## Begin MATERIAL PROVIDED
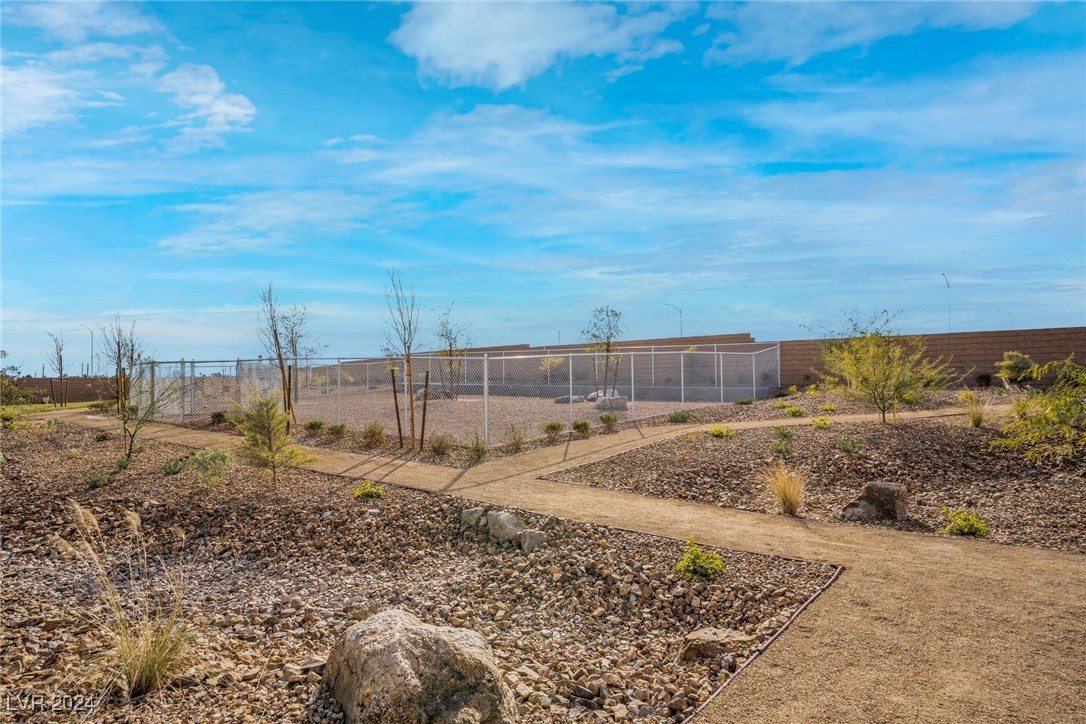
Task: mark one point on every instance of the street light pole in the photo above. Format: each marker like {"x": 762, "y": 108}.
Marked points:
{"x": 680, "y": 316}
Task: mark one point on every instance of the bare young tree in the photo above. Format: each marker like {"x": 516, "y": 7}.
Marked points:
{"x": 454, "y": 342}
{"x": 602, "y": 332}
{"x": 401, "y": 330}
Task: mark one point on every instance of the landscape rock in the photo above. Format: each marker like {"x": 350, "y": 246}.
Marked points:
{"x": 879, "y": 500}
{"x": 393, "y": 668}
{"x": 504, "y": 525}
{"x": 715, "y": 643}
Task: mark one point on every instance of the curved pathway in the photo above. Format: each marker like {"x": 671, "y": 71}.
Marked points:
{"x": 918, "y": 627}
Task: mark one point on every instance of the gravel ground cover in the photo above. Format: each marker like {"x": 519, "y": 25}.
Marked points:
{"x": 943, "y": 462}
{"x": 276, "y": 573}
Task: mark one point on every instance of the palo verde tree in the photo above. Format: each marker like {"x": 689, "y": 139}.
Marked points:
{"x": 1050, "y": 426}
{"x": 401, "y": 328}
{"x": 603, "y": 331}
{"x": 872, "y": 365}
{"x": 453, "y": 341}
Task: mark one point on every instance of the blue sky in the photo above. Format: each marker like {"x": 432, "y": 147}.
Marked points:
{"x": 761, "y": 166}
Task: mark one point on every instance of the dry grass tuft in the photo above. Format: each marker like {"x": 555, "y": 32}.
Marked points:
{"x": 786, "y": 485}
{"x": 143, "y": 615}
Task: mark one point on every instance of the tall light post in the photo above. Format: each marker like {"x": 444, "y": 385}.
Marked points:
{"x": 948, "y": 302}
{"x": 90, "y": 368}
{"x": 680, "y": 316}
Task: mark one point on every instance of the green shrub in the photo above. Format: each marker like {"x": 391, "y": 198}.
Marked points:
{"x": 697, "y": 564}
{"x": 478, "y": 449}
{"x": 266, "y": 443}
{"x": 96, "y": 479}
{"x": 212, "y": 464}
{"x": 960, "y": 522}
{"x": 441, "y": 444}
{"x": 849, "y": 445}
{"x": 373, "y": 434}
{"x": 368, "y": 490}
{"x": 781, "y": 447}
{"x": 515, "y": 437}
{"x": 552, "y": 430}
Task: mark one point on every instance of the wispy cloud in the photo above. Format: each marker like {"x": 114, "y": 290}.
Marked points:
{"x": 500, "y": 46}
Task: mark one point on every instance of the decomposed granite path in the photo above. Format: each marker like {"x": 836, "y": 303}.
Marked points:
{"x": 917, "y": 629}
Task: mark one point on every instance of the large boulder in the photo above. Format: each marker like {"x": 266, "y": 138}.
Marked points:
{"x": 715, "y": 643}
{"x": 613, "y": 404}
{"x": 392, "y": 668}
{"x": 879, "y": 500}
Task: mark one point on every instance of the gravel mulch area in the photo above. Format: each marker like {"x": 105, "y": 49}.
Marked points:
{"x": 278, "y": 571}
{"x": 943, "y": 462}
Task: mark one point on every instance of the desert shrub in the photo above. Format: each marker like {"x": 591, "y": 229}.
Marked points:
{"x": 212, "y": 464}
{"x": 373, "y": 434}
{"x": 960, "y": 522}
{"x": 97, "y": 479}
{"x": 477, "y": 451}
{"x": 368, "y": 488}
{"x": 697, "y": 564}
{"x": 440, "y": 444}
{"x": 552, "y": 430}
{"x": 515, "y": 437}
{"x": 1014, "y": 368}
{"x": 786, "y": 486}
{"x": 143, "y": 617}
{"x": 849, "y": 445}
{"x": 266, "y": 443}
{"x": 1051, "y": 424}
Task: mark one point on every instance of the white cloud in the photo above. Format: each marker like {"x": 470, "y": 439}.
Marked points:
## End MATERIAL PROVIDED
| EXERCISE |
Print the complete listing exactly, apart from any pictures.

| SOLUTION TO THE EXERCISE |
Task: mark one point on every instance of the street light pole in the photo above. Format: each marker like {"x": 762, "y": 108}.
Marked points:
{"x": 680, "y": 316}
Task: mark one point on every instance of the bare young tree in the photo above. Format: each marker like {"x": 516, "y": 7}.
Marked points:
{"x": 454, "y": 342}
{"x": 602, "y": 332}
{"x": 401, "y": 330}
Task: mark one point on every instance of the landscape rock in the photo above. Format: each marker like {"x": 350, "y": 246}.
Marked points:
{"x": 879, "y": 500}
{"x": 393, "y": 668}
{"x": 504, "y": 525}
{"x": 715, "y": 643}
Task: mark one point on every instance of the curved pathway in the photo above. Format: each marker like {"x": 671, "y": 71}.
Marked points:
{"x": 918, "y": 627}
Task: mark one point on every instance of the gravel ground cover in the photo above. Format: each marker like {"x": 519, "y": 25}.
Marked points:
{"x": 943, "y": 462}
{"x": 276, "y": 573}
Task: mark one point on every instance of the palo verde tree in the photo above. Format: each marker like {"x": 689, "y": 139}.
Marked points:
{"x": 1050, "y": 426}
{"x": 401, "y": 328}
{"x": 603, "y": 331}
{"x": 872, "y": 365}
{"x": 453, "y": 341}
Task: mark one point on every instance of the blue sky in the photo above. Format: each marker like {"x": 432, "y": 147}.
Marked points:
{"x": 761, "y": 166}
Task: mark one point on every instance of the dry grass tuft in the photo above. Format: each marker like {"x": 555, "y": 32}.
Marked points:
{"x": 786, "y": 485}
{"x": 143, "y": 615}
Task: mark one point on every instance of the tall light post in the photo above. Format: each marker like {"x": 444, "y": 385}.
Marked points:
{"x": 948, "y": 302}
{"x": 90, "y": 368}
{"x": 680, "y": 316}
Task: mark one point on every instance of the green shrub in the photo above. Format: each marker like {"x": 391, "y": 198}.
Marked points:
{"x": 697, "y": 564}
{"x": 478, "y": 449}
{"x": 266, "y": 443}
{"x": 96, "y": 479}
{"x": 212, "y": 464}
{"x": 960, "y": 522}
{"x": 441, "y": 444}
{"x": 849, "y": 445}
{"x": 373, "y": 434}
{"x": 368, "y": 490}
{"x": 781, "y": 447}
{"x": 515, "y": 437}
{"x": 552, "y": 430}
Task: mark one point on every instance of the wispy cloud in the photo above. Format: each marker like {"x": 114, "y": 290}.
Marked points:
{"x": 500, "y": 46}
Task: mark one point on every instance of the decomposed granite path in the photo above. Format: each marker like {"x": 836, "y": 303}.
Marked points:
{"x": 917, "y": 629}
Task: mark one point on every instance of the large boulder in the photo above. Format: each marker like {"x": 266, "y": 138}.
Marked points:
{"x": 715, "y": 643}
{"x": 613, "y": 404}
{"x": 392, "y": 668}
{"x": 879, "y": 500}
Task: mark one point on every instance of the gravel mulch area in the photo above. Format: each marker like {"x": 105, "y": 49}.
Marked points:
{"x": 278, "y": 571}
{"x": 943, "y": 462}
Task: mark one point on every instance of the desert shrub in the photo above. Format: each marker like {"x": 591, "y": 229}.
Marked points:
{"x": 212, "y": 464}
{"x": 373, "y": 434}
{"x": 960, "y": 522}
{"x": 97, "y": 479}
{"x": 477, "y": 451}
{"x": 368, "y": 488}
{"x": 697, "y": 564}
{"x": 440, "y": 444}
{"x": 552, "y": 430}
{"x": 515, "y": 437}
{"x": 1014, "y": 368}
{"x": 786, "y": 486}
{"x": 143, "y": 617}
{"x": 849, "y": 445}
{"x": 266, "y": 443}
{"x": 1051, "y": 424}
Task: mark one point on every instance of the white cloud in the photo above. Format: each marker like {"x": 470, "y": 439}.
Marked points:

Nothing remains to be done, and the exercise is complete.